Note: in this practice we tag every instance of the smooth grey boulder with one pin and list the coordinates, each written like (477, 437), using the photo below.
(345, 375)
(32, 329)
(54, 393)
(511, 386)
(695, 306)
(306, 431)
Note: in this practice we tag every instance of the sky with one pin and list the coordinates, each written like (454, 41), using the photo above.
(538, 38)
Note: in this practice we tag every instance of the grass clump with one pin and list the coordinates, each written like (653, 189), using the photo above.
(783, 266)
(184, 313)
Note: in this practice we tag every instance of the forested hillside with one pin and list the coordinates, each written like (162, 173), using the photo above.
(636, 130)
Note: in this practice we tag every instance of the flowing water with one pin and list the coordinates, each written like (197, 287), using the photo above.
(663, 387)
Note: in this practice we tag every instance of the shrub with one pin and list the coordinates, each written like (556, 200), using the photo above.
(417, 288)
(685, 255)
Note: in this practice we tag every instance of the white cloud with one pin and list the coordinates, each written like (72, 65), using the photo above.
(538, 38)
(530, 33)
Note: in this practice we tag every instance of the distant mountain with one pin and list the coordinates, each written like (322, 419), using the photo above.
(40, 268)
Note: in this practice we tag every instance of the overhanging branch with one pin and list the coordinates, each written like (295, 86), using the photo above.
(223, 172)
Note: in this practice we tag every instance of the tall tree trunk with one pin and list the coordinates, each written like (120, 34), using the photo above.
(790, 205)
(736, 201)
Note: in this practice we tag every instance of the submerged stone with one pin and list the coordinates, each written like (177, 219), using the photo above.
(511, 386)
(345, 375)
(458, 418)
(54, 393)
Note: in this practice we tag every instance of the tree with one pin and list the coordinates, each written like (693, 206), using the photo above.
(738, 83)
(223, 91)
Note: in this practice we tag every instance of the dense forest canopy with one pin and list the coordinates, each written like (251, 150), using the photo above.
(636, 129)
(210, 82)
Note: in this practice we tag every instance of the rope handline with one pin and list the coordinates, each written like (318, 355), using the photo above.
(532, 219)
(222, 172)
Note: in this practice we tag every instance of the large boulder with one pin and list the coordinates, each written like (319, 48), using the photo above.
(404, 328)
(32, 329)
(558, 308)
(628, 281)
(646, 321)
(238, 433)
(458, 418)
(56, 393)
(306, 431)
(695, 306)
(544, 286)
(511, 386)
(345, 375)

## YOUR INSTRUCTIONS
Put the part of the data that opens with the line containing "Note: in this practice we tag every instance of the overhanging" and runs through the end of the data into a Markdown table with two columns, Row for the row number and Line for the line itself, leaving out blank lines.

## FINISHED TASK
| Row | Line |
|---|---|
| 1 | Note: in this practice we tag every instance of the overhanging branch with one pin and list the coordinates, each written like (295, 86), using the photo above. |
| 2 | (223, 172) |
| 3 | Note: in this practice we tag every instance of the tall tree trunk with one pin and list the coordinates, each written like (120, 34), using the photo above. |
| 4 | (790, 205) |
| 5 | (736, 201) |
| 6 | Note: in this practice we tag every instance of the submerged stone with one pin and list the coordinates, each written like (177, 219), using the photo above. |
| 7 | (511, 386) |
| 8 | (345, 375) |
| 9 | (458, 418) |
| 10 | (54, 393) |
| 11 | Note: in this practice we tag every instance of the tree with one pin and list the coordinates, each written like (693, 206), using the photo above. |
| 12 | (738, 83) |
| 13 | (223, 91) |
| 14 | Note: in this practice we tag every instance of the dense forest canopy with one pin and list the coordinates, each written like (251, 150), using the photo above. |
| 15 | (636, 129) |
| 16 | (210, 82) |
| 17 | Note: in this practice we tag every instance of the rope handline with one pin and list the coordinates, each written like (318, 355), using the photo above. |
| 18 | (532, 219) |
| 19 | (222, 172) |
| 20 | Note: in this practice we tag every instance of the large boulder with one pin and list the coordinates, each written like (319, 48), using the photo above. |
| 21 | (404, 328) |
| 22 | (32, 329) |
| 23 | (558, 308) |
| 24 | (628, 281) |
| 25 | (646, 321) |
| 26 | (238, 433) |
| 27 | (458, 418) |
| 28 | (56, 393) |
| 29 | (306, 431) |
| 30 | (695, 306) |
| 31 | (544, 286) |
| 32 | (511, 386) |
| 33 | (345, 375) |